--- Start Text provided ---

The Jewish Festival of Hanukkah comes so near Christmas that people want to merge its meaning with the various festivals of light that occur around the same time in the Christian calendar. Notwithstanding the wish for ecumenism, it would be a mistake for us to do so. Truth to tell, the sun does sink lower in the skies each day as we approach the Solstice; it does prompt people to find ways to hope for the sun to return to its zenith. But to mix Hanukkah's celebration with the Solstice, Christmas or Ramadan would be to miss its true meaning.

Hanukkah is a celebration of religious freedom. It commemorates the renewal and the rededication of the Temple in Jerusalem in the year 165 B.C.E.,. three years to the day after it had been profaned by the Syrian King, Antiochus Epiphanes. (IV) His purpose in desecrating that sacred altar was to insult the Jews and drive them into submission.

Let me relate the story again. Antiochus was known to his friends as "Zeus Manifest". He was a dictator. He wanted to bring Greek values to the Jews. He had already accomplished this in other parts of the world. Although he did not care about the religious practices of his peoples, he did insist that they worship the Greek god, Zeus. For the Jewish people he added other demands.

After waging war and finally conquering Jerusalem, Antiochus took firm control. First he sold the position of High Priest of the Temple to the highest bidder. When riots broke out the army was brought in to kill and plunder. The King then made the temple a place no Jew would enter by making it permissable for worshipers to sacrifice swine in praise of the Greek god, Zeus. They were also forced to eat that same meat forbidden by the Jewish Torah. Finally, Jews were forbidden to practice of circumcizing male children.

When the members of the Jewish community condemned the King's action as an abomination, he OUTLAWED the practice of Judaism, a crime punishable by death.

This is what happens when a tyrant does what he or she wishes. It's gone on down through history and it's not nice. On with our story.

In a town near Jerusalem, a Syrian officer demanded that the Jews there make the mandated sacrifice to Zeus. A village priest named Mattathais refused. He killed the officer and fled to the hills. Mattathais died an outcast in the same year of 165 B.C. But his son, Judas Maccabeus, (Who was nicknamed "The Hammer") gathered a band of rebels and began what history has come to call "The Maccabean Revolt". He defeated the general appointed by Antiochus and forced a treaty of peace. Then, on the 25th day of the month of Kislev (Which we know as the month of December), Judas rebuilt the altar of the Temple. He restored it with a Rededication and a Feast of Lights which we call......Hanukkah.

--- End Text provided ---

What is asked ->
- a) Translate this sentence from the Hanukkah passage into Spanish: "Hanukkah is a celebration of religious freedom."
- b) Write what comes next in the Hanukkah passage, picking up right after its last sentence.

--- Start Data shown ---

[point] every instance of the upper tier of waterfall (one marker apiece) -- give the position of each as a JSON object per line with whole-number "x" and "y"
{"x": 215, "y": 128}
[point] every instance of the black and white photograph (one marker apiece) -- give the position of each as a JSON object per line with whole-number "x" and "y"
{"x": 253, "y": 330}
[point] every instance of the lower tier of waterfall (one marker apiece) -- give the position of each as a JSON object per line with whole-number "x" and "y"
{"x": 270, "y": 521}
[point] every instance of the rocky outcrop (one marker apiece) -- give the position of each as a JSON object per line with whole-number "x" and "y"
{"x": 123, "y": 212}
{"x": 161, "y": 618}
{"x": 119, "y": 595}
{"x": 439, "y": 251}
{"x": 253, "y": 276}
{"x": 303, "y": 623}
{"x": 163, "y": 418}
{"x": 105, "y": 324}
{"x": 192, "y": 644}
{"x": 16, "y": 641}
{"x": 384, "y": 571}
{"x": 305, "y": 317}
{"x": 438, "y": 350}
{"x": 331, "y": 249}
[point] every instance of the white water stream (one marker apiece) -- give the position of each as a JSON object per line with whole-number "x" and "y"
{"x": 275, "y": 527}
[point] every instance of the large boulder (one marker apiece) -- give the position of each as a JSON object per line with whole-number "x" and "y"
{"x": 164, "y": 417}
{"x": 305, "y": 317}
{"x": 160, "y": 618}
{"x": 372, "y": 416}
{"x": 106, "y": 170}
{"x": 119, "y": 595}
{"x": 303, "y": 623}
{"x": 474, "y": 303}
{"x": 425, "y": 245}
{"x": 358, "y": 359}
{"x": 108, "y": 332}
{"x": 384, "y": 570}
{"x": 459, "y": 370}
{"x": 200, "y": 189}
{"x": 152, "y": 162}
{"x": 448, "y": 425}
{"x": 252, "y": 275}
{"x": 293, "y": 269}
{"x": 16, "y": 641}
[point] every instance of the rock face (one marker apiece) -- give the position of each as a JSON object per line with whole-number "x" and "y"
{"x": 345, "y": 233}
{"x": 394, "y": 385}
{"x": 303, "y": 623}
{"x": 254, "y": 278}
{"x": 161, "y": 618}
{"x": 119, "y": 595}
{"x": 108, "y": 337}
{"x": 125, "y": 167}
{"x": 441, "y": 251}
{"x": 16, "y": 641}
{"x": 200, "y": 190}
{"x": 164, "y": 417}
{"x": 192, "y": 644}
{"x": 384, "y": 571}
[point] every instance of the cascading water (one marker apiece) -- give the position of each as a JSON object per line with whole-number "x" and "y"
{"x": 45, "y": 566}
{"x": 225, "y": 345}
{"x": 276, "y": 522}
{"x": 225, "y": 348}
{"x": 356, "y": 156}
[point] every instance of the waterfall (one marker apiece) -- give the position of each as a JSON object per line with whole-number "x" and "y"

--- End Data shown ---

Expected answers ->
- a) Janucá es una celebración de la libertad religiosa.

- b)
Ever since that time Jews the world over remember that occasion as a reminder of the privilege of being able to practice religious freedom. The Menorah (which holds the candles) is a symbol of the kindling of the light for eight days. And, as we have heard, the ninth candle commemorates the miracle that at the time that the celebration of eight days was ordered, only enough oil was on hand to burn for one night. Miraculously the oil lasted the entire eight days of commemoration, thus the eight blue and white candles.

Now here's what Paul Harvey calls "the rest of the story". The last days of the festival have special importance. In a book titled Jewish Days, Francine Klagsbrun gives us an insight that is a wonderful theme. Hanukkah came to be a festival that was of special importance to women.

Some Jews dedicate the eighth day of Hanukkah to a figure in the story named Judith. Legend has it that she had more courage than all the men in her town. An Apocryphal story apparently written during the Maccabean era - but set in a time centuries earlier - involved the Assyrians. King Nebuchadnezzar sent his general to conquer Judea.

Of course the Jews resisted. So he lays seige to the town. And just when the people are about to surrender, Judith steps forward. She goes to the enemy camp. There she beguiles the general into believing that she can pray to Yahweh and help the general and his troops to subdue Judea. She stays three days, leaving each night to pray. This makes the guards accustomed to her departures.

On the fourth day, the general invites her to a banquet. Since he plans to seduce her, he dismisses his servants. When he is finally drunk and asleep, Judith takes his sword . . . and hacks off his head. With the head in a sack she returns to her home and when the Assyrian army finds its general decapitated, it flees in confusion. Israel wins a great victory and Judith leads the people in dancing and singing praise to Yahweh for defeating the enemy "at the hands of a woman." (Judith 16:6)

The second admirable Biblical theme is about Hannah, daughter of Mattathias and sister of Maccabeus. The Syrians decreed that all Jewish brides must spend their wedding nights with local rulers who raped and shamed them. In rebellion at her wedding feast, Hannah stripped naked before all the guests. When her brother sought to kill her for her wantonness, she demanded that they take up arms against the Syrians to save the honor of all Jewish women. According to the legend, it was Hannah's action which sparked the Maccabean Revolt.

Finally, there is the story of Miriam. It is hard to believe that she is remembered because it was Miriam who encouraged her seven sons to die for their faith. Seven sons. But die they did when they refused to eat pork. Antiochus's men tortured and killed each one of them for this. It is written that when the youngest son's turn came, the King urged his mother, Miriam, to persuade the boy to save himself. Instead she pressed him to follow his brothers' example. Kissing him she whispered, "Say to Father Abraham, `Do not pride yourself on having built an altar and offered up your son Isaac. Our mother built seven altars and offered up seven sons in one day. Yours was only a test but hers was real." With her sons gone, Miriam died, as well. In the Apocryphal Book of Maccabees she is blessed as one "who deserves to be remembered with special honor."

These are only a few themes that are linked with the season of Hanukkah. We need to remember that the faith journey that brought liberal religion to the fore had its roots not only in the Protestant Christian tradition, but in the Judaic tradition, too. So when we celebrate and guard religious freedom we need to remember how Hanukkah serves to remind us of others who fought for it two thousand years before us. So, too, with our sisters and brothers of the Counter-Reformation which began in the 1500's.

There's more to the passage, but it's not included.